= Effect of taxes and subsidies on price =

Taxes and subsidies change the price of goods and, as a result, the quantity consumed. There is a difference between an ad valorem tax and a specific tax or subsidy in the way it is applied to the price of the good. In the end, levying a tax moves the market to a new equilibrium where the price of a good paid by buyers increases and the proportion of the price received by sellers decreases.

The incidence of a tax does not depend on whether the buyers or sellers are taxed since taxes levied on sellers are likely to be met by raising the price charged to buyers. Most of the burden of a tax falls on the less elastic side of the market because of a lower ability to respond to the tax by changing the quantity sold or bought.

Introduction of a subsidy, on the other hand, may either lowers the price of production which encourages firms to produce more, or lowers the price paid by buyers, encouraging higher sales volume. Such a policy is beneficial both to sellers and buyers.

== Specific tax impact ==
Source:

The effect of a specific tax levied on sellers can be divided into three steps.

First, the demand for a good is the same for a given price level so the demand curve does not change. On the other hand, the tax makes the good in fact more expensive to produce for the seller. This means that the business is less profitable for a given price level and the supply curve shifts upwards.

Second, the higher cost of producing the good reduces the quantity supplied at any given price. The upward shifted supply curve is parallel to the original supply curve because no matter the quantity supplied, the seller's expenses on the production are the same. Therefore, the distance between the original and the new shifted supply curve is equal to the amount of tax imposed. Whatever the price of the good, the net price for which the sellers are selling is effectively the gross price less the amount of the tax. This makes the sellers supply the amount of the good as if the price were lower by the amount of the tax. In order for them to supply a given quantity of the good, the market price needs to be higher by the amount of tax to preserve net income from sales.

Last, after the shift of the supply curve is taken into account, the difference between the initial and after-tax equilibrium can be observed. The growth of market price is determined by the price elasticities of demand and supply. In the case of demand being more elastic than supply, the incidence of the tax falls more heavily on sellers and the consumers feel a smaller growth of price and vice versa. In both cases, the consumers pay more for the good and while the sellers initially receive more money, after the tax is accounted for, they are left with less money than if there were no tax imposed.

The tax raises the price which the customers pay for the good (unless the absorb the whole tax cost) and lowers the price the producers are effectively selling the good for unless they pass on the whole tax cost. The difference between the two prices remains the same no matter who bears most of the burden of the tax.

*MATERIAL*:

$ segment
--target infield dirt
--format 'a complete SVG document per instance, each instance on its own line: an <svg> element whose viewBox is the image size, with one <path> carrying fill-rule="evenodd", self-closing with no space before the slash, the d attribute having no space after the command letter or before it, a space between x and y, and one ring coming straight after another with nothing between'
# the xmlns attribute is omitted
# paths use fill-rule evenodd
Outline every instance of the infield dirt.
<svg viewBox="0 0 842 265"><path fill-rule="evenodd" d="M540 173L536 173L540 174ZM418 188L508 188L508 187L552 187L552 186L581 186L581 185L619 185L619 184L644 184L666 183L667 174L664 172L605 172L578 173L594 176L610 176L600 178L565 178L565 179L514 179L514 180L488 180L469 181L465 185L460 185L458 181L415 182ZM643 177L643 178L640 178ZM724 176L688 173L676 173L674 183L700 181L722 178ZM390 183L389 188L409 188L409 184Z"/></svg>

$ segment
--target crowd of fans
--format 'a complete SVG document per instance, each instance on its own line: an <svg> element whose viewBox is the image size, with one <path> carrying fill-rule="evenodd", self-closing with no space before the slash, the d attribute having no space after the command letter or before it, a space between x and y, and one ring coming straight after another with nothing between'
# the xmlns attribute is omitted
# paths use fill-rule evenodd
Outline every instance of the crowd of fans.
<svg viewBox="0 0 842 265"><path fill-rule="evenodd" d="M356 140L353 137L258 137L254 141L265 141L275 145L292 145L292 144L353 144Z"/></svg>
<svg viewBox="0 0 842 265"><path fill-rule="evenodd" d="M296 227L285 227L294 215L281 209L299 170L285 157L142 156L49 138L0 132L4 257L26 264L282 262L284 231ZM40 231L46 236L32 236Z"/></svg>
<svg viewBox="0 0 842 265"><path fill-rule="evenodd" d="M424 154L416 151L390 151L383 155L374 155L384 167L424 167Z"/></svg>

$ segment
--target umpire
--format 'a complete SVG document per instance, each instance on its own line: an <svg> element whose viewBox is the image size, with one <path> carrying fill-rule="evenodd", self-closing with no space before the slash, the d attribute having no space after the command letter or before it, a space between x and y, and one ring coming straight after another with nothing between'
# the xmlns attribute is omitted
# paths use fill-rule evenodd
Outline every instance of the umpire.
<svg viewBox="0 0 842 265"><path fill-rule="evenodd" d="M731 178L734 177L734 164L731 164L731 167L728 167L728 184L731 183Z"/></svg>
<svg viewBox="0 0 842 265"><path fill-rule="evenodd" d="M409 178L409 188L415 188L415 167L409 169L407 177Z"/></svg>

*WHAT YOU NEED TO DO*:
[1] According to the passage on taxes and subsidies, which side of the market bears most of the burden of a tax?
[2] Please carry the passage on taxes and subsidies forward, starting after its final sentence.

*RESPONSES BY TASK*:
[1] The less elastic side of the market.

[2]
=== Example ===
The original equilibrium price is $3.00 and the equilibrium quantity is 100. The government then levies a tax of $0.50 on the sellers. This leads to a new supply curve which is shifted upward by $0.50 compared to the original supply curve. The new equilibrium price will sit between $3.00 and $3.50 and the equilibrium quantity will decrease. If we say that the consumers pay $3.30 and the new equilibrium quantity is 80, then the producers keep $2.80 and the total tax revenue equals $0.50 x 80 = $40.00. The burden of the tax paid by buyers is $0.30 x 80 = $2.40 and the burden paid by sellers equals $0.20 x 80 = $1.60.

== Ad valorem tax impact ==
Source:

Similarly the effect can be broken down into three steps.

First, the tax again affects the sellers. The quantity demanded at a given price remains unchanged and therefore the demand curve stays the same. Since the tax is a certain percentage of the price, with increasing price, the tax grows as well. The supply curve shifts upward but the new supply curve is not parallel to the original one.

Second, the tax raises the production cost as with the specific tax but the amount of tax varies with price level. The upward shift of the supply curve is accompanied by a pivot upwards and to the left of the original supply curve. The vertical distance between the two supply curves is equal to the amount of tax in per cent. The effective price to the sellers is again lower by the amount of the tax and they will supply the good as if the price were lower by the amount of tax.

Last, the total impact of the tax can be observed. The equilibrium price of the good rises and the equilibrium quantity decreases. The buyers and sellers again share the burden of the tax relative to their price elasticities. The buyers have to pay more for the good and the sellers receive less money than before the tax has been imposed.

=== Example ===
The pre-tax equilibrium price is $5.00 with respective equilibrium quantity of 100. The government imposes a 20 per cent tax on the sellers. A new supply curve emerges. It is shifted upward and pivoted to the left and upwards in comparison to the original supply curve and their distance is always 20 per cent of the original price. In the pre-tax equilibrium the distance equals $5.00 x 0.20 = $1.00. This burden of the tax is again shared by the buyer and seller. If the new equilibrium quantity decreases to 85 and the buyer bears a higher proportion of the tax burden (e.g. $0.75), the total amount of tax collected equals $1.00 x 85 = $85.00. The buyer then faces the tax of $0.75 x 85 = $63.75 and the tax paid by the seller equals $0.25 x 85 = $21.25. The price the consumer buys the good for equals $5.75 but the seller only receives $4.75.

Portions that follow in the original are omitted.